== Aim of the task ==
Search the listing for "woman" and copy every line where it appears.

== Input ==
········

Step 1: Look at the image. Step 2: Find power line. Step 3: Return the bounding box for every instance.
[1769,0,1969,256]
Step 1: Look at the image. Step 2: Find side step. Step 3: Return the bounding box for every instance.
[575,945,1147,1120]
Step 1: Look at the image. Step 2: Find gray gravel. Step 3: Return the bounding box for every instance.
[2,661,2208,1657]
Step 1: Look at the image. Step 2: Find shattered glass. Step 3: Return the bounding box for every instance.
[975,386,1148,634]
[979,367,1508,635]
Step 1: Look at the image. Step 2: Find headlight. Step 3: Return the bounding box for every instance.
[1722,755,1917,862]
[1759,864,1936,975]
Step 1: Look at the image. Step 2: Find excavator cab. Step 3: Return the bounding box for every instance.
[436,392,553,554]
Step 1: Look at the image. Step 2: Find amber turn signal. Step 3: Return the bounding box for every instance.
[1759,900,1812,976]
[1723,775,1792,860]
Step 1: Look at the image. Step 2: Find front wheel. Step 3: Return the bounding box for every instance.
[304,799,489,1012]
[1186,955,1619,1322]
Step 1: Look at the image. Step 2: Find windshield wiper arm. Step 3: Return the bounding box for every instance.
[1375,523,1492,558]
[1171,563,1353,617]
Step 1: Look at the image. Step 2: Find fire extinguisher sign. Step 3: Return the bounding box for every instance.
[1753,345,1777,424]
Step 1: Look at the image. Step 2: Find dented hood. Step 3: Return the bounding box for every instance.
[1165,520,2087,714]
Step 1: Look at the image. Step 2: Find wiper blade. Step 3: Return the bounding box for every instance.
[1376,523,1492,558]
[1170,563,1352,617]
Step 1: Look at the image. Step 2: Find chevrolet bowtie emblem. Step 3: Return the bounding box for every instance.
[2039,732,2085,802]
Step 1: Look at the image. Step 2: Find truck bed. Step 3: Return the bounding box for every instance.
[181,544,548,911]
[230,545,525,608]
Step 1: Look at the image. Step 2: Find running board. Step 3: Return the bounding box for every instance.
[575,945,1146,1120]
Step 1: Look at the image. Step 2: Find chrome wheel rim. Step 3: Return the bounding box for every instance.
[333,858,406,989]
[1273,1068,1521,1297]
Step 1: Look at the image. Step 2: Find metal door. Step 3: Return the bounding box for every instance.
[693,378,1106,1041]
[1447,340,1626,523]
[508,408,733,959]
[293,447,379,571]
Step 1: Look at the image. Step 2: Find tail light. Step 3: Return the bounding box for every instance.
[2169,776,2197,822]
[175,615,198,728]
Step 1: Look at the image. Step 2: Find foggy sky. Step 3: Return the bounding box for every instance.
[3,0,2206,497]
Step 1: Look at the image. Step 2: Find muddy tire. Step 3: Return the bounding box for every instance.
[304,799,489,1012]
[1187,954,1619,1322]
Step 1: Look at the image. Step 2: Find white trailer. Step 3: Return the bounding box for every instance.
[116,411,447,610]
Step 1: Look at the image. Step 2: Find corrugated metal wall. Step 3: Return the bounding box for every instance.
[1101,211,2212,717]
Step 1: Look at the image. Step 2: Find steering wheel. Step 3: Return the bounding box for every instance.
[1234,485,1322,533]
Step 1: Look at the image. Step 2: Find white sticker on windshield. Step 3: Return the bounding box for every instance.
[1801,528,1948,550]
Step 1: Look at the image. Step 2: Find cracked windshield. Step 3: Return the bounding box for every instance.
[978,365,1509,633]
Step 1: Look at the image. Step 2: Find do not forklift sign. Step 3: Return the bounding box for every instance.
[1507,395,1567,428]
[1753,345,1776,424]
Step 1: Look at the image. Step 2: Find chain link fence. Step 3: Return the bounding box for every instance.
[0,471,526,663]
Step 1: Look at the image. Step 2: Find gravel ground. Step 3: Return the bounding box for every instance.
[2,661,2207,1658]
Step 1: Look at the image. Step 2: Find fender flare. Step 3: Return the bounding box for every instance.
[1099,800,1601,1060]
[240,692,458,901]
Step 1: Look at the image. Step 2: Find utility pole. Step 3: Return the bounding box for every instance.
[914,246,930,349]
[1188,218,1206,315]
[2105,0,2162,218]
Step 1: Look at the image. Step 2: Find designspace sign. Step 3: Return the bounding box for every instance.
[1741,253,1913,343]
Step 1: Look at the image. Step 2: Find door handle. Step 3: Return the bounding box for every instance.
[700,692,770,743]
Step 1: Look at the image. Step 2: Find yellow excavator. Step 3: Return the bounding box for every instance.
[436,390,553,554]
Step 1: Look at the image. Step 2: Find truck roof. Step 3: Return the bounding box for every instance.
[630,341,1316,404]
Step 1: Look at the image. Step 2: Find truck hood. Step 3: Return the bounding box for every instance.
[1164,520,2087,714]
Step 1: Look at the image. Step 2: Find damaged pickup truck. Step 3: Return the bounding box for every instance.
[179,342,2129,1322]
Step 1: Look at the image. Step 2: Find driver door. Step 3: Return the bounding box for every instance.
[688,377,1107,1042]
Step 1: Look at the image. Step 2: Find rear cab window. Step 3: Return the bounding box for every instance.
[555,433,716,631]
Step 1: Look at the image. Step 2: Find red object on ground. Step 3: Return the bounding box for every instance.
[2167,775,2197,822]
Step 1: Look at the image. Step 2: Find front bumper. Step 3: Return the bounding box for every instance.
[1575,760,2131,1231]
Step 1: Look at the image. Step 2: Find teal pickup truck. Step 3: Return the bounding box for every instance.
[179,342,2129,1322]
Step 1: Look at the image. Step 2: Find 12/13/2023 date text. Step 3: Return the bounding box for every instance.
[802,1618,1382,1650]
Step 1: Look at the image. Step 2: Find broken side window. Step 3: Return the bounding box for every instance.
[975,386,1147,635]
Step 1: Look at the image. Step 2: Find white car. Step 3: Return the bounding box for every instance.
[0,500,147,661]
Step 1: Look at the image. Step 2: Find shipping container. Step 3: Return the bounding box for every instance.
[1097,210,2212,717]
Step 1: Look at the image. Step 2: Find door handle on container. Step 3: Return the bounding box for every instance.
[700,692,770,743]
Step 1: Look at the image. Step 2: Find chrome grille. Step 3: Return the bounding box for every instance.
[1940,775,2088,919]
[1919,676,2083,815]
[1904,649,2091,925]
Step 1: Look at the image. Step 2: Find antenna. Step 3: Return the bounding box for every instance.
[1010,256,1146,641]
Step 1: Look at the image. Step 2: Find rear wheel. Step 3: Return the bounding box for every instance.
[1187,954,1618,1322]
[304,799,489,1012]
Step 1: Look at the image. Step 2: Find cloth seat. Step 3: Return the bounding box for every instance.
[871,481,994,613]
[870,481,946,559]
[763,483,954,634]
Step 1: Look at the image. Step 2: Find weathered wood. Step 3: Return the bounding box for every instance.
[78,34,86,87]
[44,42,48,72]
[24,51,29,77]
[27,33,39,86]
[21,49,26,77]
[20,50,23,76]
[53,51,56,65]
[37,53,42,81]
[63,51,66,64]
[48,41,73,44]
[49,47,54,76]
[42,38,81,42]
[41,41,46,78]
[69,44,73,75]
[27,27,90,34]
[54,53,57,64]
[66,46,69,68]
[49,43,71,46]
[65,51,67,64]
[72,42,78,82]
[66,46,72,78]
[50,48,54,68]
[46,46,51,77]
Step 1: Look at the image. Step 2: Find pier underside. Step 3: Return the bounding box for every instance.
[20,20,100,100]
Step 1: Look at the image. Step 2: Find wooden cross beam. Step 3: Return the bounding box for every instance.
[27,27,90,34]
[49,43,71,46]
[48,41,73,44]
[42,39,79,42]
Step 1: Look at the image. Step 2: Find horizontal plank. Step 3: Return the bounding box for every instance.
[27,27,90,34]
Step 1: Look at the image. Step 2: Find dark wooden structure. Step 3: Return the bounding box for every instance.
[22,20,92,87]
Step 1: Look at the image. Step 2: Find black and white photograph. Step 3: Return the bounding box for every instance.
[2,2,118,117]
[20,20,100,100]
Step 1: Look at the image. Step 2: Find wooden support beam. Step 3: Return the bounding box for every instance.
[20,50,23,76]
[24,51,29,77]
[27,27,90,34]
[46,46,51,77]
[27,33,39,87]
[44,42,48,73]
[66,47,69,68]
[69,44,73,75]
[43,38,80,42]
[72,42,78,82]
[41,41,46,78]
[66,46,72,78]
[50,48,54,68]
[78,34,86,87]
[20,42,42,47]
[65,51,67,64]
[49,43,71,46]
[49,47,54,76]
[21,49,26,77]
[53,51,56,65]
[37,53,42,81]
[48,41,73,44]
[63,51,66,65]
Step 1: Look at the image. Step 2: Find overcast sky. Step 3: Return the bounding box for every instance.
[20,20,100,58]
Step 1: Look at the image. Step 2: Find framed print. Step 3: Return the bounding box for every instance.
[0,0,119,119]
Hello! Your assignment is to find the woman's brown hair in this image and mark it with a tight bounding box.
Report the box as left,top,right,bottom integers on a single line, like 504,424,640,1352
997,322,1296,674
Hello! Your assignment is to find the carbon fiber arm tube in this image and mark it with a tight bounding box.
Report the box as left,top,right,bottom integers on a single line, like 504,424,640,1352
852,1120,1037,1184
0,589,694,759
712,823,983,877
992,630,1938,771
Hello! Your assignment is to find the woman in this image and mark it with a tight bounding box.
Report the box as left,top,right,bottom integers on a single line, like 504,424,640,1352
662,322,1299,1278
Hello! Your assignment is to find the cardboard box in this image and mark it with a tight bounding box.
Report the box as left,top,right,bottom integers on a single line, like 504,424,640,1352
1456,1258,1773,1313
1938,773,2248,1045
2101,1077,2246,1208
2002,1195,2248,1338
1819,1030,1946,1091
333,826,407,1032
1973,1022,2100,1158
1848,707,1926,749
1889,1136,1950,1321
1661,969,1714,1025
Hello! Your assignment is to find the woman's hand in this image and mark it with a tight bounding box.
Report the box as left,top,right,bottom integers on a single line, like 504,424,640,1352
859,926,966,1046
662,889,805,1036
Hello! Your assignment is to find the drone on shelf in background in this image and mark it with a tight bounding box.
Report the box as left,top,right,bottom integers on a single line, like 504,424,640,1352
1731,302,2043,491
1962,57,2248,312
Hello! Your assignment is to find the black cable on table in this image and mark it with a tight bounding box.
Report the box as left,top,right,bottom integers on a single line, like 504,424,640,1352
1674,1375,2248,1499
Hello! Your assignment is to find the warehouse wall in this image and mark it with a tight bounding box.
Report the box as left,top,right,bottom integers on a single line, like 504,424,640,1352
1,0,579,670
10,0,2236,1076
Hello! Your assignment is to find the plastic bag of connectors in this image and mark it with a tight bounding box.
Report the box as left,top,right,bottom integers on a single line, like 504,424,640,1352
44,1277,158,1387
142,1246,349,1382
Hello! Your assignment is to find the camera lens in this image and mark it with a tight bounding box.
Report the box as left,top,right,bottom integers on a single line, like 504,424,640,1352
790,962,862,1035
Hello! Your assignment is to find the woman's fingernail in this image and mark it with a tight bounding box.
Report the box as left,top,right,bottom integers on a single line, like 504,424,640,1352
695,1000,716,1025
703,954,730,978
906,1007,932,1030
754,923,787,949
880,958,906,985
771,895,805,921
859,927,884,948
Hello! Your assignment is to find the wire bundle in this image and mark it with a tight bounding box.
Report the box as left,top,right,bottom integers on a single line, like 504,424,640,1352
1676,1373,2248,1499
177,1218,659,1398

········

== Exercise response ==
Hello! Your assignment is to find the woman's brown hair in this image and mark it with a tight bounding box.
Hello! Your assignment is to find the woman in this image and mark it with a tight bounding box.
Hello! Your assignment is to find the woman's hand in this image and mark it with a tight bounding box.
Hello! Your assignment is to find the woman's fingernail in this image and mark it with a tight bounding box.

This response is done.